# Stated goal
Which lines in the entries below contain the word "distant"? List each of those lines in full.

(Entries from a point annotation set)
__________

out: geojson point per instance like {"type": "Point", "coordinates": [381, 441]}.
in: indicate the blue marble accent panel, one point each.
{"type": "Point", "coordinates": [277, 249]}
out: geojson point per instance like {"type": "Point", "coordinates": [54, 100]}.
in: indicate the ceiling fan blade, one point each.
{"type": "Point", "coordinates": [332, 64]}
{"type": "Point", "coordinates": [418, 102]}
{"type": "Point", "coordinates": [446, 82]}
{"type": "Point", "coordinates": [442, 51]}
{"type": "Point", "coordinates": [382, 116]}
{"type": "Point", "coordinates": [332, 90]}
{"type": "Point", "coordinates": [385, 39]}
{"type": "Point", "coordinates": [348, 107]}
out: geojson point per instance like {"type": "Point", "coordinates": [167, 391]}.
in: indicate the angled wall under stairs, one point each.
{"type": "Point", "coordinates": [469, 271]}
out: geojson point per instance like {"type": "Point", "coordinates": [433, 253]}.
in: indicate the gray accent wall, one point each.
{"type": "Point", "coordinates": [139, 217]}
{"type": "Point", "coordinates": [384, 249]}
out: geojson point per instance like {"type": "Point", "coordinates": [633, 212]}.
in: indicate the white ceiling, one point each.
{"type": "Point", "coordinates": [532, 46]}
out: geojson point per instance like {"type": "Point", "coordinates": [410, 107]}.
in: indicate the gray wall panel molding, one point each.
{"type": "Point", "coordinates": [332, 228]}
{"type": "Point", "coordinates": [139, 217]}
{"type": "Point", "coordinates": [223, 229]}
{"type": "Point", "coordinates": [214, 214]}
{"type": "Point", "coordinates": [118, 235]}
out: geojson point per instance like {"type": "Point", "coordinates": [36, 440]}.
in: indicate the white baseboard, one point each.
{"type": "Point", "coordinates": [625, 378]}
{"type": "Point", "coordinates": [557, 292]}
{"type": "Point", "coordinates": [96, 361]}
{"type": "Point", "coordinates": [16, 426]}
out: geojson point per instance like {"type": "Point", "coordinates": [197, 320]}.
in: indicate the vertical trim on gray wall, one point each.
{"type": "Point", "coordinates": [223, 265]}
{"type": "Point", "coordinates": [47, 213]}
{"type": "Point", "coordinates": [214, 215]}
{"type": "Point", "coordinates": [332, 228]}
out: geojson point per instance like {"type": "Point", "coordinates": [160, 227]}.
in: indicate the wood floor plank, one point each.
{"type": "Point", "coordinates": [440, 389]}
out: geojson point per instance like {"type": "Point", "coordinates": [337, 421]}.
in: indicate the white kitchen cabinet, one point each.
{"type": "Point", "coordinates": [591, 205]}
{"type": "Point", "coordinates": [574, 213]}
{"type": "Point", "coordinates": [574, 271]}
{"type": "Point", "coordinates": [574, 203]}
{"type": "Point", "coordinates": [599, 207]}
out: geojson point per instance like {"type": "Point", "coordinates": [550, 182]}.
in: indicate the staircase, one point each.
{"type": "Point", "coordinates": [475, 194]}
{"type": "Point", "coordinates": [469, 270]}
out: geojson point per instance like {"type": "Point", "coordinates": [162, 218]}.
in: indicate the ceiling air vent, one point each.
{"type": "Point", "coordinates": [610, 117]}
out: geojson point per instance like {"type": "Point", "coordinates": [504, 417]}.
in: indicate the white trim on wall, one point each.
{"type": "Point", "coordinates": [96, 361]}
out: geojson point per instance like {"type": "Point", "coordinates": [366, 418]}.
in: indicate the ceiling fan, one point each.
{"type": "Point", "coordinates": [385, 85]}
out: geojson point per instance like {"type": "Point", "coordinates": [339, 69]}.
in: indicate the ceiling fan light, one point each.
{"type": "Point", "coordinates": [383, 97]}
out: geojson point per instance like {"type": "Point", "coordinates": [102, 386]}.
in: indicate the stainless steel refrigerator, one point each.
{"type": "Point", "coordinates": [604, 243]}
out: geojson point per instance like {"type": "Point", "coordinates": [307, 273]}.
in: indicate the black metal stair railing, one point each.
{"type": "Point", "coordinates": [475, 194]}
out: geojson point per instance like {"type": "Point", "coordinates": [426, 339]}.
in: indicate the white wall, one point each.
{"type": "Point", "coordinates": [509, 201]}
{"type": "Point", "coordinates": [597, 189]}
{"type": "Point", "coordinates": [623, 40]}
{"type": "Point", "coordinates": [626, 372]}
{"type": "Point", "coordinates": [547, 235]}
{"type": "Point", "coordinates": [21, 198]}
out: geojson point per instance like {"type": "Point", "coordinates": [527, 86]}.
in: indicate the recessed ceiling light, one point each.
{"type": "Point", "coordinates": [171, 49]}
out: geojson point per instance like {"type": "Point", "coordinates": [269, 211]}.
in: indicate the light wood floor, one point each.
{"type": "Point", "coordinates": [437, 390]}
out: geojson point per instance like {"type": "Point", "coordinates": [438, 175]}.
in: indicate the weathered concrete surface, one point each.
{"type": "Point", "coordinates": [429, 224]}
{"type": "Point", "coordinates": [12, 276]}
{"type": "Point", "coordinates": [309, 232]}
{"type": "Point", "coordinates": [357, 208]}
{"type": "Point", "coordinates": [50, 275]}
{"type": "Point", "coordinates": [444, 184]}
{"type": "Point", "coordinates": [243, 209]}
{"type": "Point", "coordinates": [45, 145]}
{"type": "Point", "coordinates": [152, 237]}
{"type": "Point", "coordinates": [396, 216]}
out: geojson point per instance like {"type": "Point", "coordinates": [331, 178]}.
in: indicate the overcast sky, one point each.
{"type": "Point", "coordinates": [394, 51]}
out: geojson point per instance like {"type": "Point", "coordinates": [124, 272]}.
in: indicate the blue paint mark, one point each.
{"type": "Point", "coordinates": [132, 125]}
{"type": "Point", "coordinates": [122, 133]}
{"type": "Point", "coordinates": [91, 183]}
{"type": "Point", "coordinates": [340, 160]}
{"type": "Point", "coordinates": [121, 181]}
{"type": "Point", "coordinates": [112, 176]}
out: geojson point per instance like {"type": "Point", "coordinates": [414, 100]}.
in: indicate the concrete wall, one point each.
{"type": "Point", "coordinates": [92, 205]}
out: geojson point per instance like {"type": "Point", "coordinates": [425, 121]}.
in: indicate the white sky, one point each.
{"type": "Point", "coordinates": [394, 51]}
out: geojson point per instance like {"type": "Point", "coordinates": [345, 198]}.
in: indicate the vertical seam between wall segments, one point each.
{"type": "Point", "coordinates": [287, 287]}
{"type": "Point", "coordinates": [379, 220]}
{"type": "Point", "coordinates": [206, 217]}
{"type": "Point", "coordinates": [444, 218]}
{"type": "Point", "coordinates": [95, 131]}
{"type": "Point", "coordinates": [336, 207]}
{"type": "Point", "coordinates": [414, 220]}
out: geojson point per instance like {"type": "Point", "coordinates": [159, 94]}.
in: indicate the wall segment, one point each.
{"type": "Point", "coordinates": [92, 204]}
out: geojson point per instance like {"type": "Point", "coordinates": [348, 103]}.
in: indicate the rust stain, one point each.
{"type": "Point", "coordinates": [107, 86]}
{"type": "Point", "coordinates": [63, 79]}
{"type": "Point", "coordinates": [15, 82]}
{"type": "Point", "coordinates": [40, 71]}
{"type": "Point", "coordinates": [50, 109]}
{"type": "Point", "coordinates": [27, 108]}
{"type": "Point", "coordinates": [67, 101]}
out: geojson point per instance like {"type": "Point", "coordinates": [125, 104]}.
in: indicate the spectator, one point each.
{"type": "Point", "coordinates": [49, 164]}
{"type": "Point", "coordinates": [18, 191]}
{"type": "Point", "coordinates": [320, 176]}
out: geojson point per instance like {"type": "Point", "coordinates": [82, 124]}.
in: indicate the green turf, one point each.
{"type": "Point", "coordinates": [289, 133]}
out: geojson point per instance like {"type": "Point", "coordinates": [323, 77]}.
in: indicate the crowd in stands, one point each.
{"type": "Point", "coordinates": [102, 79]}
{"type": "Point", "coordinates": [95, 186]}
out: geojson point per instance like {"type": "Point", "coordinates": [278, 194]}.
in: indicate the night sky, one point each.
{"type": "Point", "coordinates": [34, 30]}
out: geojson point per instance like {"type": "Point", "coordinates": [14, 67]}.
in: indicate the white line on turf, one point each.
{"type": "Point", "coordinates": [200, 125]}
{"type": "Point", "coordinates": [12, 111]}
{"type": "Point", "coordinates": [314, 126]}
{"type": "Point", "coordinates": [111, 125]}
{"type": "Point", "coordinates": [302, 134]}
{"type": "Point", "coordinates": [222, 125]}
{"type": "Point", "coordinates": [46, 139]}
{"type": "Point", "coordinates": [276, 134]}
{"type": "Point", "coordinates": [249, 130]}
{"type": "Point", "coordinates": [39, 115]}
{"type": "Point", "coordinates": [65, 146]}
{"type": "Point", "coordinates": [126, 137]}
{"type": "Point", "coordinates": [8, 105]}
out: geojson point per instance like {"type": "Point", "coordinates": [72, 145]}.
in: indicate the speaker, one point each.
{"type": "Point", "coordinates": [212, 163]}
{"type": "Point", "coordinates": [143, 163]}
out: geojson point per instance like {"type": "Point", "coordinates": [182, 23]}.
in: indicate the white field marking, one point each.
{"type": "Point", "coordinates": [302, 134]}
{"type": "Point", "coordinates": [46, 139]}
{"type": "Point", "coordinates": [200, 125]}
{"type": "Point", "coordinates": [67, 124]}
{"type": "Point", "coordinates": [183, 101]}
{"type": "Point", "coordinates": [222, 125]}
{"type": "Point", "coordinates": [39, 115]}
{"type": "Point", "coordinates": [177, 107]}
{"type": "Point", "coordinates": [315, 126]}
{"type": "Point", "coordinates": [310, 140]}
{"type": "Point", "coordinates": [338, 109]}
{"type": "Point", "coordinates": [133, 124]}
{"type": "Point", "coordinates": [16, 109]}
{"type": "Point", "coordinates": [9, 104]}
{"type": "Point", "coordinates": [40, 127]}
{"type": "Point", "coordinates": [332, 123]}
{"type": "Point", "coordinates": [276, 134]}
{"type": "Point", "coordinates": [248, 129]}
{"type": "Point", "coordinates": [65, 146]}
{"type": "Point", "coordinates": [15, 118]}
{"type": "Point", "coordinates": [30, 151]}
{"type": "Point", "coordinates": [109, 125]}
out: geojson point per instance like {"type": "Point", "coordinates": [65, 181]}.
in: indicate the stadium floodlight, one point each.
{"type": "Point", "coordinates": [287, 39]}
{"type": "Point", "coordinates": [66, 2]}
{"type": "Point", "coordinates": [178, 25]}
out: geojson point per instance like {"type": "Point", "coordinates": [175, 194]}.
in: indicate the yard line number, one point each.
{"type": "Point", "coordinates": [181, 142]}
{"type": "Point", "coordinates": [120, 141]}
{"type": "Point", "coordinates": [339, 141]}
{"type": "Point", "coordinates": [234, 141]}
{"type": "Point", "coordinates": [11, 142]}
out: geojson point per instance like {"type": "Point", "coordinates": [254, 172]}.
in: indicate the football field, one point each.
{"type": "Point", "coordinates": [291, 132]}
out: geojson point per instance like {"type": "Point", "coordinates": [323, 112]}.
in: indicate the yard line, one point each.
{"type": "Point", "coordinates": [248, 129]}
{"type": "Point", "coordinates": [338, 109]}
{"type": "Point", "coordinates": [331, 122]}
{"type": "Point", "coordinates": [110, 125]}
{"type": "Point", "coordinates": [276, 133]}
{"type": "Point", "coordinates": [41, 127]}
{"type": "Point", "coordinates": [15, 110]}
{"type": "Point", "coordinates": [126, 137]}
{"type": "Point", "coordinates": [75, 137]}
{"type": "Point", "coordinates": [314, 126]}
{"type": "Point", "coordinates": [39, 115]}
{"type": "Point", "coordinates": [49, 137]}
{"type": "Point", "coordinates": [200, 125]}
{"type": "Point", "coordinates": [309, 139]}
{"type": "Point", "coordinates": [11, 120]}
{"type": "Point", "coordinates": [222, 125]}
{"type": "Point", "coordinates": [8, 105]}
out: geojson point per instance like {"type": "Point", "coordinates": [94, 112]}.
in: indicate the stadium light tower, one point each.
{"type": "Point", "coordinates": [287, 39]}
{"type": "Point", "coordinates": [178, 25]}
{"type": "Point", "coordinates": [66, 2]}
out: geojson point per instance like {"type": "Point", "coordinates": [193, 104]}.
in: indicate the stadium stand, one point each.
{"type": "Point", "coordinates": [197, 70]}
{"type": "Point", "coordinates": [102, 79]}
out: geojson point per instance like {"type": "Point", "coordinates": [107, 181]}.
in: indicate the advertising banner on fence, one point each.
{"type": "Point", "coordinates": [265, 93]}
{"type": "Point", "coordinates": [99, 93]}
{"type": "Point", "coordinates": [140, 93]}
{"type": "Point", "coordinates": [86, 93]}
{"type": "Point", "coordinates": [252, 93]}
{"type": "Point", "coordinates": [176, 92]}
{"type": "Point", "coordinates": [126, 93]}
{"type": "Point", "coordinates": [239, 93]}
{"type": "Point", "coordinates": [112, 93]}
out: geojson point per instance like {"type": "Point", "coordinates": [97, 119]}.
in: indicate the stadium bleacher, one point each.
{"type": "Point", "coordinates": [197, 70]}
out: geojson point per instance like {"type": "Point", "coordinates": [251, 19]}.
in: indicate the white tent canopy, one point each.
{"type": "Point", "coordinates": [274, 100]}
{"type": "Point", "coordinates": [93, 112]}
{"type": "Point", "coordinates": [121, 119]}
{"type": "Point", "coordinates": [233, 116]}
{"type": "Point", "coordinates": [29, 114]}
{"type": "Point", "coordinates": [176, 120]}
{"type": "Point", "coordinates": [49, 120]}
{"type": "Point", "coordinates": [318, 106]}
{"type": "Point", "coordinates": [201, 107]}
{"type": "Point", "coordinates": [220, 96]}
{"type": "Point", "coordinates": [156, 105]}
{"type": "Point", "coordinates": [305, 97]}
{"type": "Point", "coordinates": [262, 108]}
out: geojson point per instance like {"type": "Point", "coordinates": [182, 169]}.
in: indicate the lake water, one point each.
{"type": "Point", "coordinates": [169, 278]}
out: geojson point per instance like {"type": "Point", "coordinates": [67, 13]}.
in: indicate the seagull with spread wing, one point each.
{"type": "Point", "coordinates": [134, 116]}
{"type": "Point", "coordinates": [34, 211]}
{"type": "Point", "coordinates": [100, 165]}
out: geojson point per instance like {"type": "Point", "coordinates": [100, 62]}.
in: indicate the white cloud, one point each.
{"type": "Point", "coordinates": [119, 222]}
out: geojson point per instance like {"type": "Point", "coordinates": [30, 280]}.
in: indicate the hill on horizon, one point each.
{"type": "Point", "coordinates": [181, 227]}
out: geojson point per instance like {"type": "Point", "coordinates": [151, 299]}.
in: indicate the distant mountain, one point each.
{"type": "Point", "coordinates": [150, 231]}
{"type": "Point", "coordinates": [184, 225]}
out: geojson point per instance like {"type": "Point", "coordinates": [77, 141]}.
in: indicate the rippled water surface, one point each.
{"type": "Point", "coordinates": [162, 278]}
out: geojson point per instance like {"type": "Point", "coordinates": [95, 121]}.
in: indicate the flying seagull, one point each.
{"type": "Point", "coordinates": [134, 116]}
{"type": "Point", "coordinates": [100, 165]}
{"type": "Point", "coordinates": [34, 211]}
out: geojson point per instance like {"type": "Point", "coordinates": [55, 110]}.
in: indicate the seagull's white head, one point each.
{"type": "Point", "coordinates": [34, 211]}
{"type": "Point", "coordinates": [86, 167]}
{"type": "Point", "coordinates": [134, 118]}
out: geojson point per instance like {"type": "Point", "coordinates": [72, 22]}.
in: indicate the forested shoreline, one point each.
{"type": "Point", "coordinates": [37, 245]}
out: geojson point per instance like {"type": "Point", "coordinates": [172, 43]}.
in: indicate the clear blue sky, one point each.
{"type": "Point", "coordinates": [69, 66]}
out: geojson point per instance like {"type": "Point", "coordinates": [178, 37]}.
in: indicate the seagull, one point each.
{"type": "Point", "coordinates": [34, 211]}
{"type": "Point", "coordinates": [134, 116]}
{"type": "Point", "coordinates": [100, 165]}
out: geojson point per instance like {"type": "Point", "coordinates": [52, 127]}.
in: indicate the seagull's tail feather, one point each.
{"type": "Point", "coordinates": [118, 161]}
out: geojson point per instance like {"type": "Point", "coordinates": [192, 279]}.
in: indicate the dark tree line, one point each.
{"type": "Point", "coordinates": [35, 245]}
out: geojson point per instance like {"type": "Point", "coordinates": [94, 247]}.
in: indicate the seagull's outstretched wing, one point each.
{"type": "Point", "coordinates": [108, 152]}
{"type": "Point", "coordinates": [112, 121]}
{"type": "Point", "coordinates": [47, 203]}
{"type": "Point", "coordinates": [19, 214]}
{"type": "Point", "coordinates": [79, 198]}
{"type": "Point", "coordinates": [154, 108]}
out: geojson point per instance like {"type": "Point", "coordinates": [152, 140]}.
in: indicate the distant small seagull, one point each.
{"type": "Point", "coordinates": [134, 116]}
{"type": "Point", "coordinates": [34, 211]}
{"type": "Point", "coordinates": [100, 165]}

__________

# Solution
in: indicate the distant mountain, one point each.
in: indicate the distant small seagull, one point each.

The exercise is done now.